:: SOAL ::
Susun ulang semua baris di bawah ini menjadi daftar bernomor tanpa menyertakan baris kosong.

:: DATA UNTUK DIOLAH ::
====

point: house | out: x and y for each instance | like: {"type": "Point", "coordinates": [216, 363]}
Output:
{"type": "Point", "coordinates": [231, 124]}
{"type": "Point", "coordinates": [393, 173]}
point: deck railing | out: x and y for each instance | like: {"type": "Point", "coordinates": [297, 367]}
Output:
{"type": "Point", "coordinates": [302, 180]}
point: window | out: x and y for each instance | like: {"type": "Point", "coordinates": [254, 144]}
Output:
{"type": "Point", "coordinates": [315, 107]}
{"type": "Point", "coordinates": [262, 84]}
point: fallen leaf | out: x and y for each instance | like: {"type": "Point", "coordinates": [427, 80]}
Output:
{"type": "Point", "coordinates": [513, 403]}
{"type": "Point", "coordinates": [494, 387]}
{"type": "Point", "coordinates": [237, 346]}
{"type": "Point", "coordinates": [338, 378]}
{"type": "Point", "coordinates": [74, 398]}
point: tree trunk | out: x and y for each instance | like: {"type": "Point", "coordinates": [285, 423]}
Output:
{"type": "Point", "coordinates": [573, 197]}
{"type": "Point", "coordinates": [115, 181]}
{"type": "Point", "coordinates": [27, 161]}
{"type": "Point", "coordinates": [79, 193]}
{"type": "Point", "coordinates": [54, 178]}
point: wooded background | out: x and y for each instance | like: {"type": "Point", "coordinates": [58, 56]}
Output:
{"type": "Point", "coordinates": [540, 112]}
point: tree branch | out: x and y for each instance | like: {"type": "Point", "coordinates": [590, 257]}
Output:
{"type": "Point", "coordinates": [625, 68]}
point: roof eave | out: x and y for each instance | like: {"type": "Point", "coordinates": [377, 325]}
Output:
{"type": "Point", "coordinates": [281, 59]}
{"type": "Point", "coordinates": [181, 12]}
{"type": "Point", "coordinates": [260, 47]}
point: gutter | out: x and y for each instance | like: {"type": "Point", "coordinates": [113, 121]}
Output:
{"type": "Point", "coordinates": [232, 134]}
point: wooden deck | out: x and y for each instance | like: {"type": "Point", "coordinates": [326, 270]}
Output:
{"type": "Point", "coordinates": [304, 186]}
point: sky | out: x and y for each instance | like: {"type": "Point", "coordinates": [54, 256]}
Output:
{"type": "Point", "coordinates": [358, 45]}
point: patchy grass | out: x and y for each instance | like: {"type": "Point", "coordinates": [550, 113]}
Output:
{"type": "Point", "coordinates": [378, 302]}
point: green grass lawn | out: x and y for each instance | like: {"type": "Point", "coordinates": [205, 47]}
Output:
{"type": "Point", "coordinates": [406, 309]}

====

:: JAWABAN TUGAS ::
1. point: house | out: x and y for each instance | like: {"type": "Point", "coordinates": [216, 363]}
2. Output:
3. {"type": "Point", "coordinates": [231, 124]}
4. {"type": "Point", "coordinates": [393, 173]}
5. point: deck railing | out: x and y for each instance | like: {"type": "Point", "coordinates": [297, 367]}
6. Output:
7. {"type": "Point", "coordinates": [302, 180]}
8. point: window | out: x and y for each instance | like: {"type": "Point", "coordinates": [254, 144]}
9. Output:
10. {"type": "Point", "coordinates": [315, 107]}
11. {"type": "Point", "coordinates": [262, 84]}
12. point: fallen leaf | out: x and y for each instance | like: {"type": "Point", "coordinates": [427, 80]}
13. Output:
14. {"type": "Point", "coordinates": [513, 403]}
15. {"type": "Point", "coordinates": [494, 387]}
16. {"type": "Point", "coordinates": [237, 346]}
17. {"type": "Point", "coordinates": [338, 378]}
18. {"type": "Point", "coordinates": [74, 398]}
19. point: tree trunk | out: x and y for each instance | like: {"type": "Point", "coordinates": [285, 423]}
20. Output:
21. {"type": "Point", "coordinates": [573, 197]}
22. {"type": "Point", "coordinates": [115, 181]}
23. {"type": "Point", "coordinates": [27, 161]}
24. {"type": "Point", "coordinates": [79, 193]}
25. {"type": "Point", "coordinates": [54, 178]}
26. point: wooded background | out: x and y for each instance | like: {"type": "Point", "coordinates": [58, 56]}
27. Output:
28. {"type": "Point", "coordinates": [540, 112]}
29. point: tree branch | out: x and y for each instance | like: {"type": "Point", "coordinates": [590, 257]}
30. Output:
31. {"type": "Point", "coordinates": [625, 68]}
32. point: roof eave | out: x and y for each instance | like: {"type": "Point", "coordinates": [377, 325]}
33. Output:
34. {"type": "Point", "coordinates": [281, 59]}
35. {"type": "Point", "coordinates": [181, 12]}
36. {"type": "Point", "coordinates": [260, 47]}
37. point: gutter | out: x and y for each instance | like: {"type": "Point", "coordinates": [113, 121]}
38. Output:
39. {"type": "Point", "coordinates": [232, 134]}
40. point: wooden deck | out: x and y for each instance | like: {"type": "Point", "coordinates": [326, 270]}
41. Output:
42. {"type": "Point", "coordinates": [304, 186]}
43. point: sky | out: x and y for each instance | like: {"type": "Point", "coordinates": [54, 256]}
44. Output:
45. {"type": "Point", "coordinates": [358, 45]}
46. point: patchy grass | out: x and y for each instance | like: {"type": "Point", "coordinates": [550, 113]}
47. Output:
48. {"type": "Point", "coordinates": [378, 302]}
49. point: green grass lawn | out: x and y for each instance | like: {"type": "Point", "coordinates": [205, 47]}
50. Output:
51. {"type": "Point", "coordinates": [406, 309]}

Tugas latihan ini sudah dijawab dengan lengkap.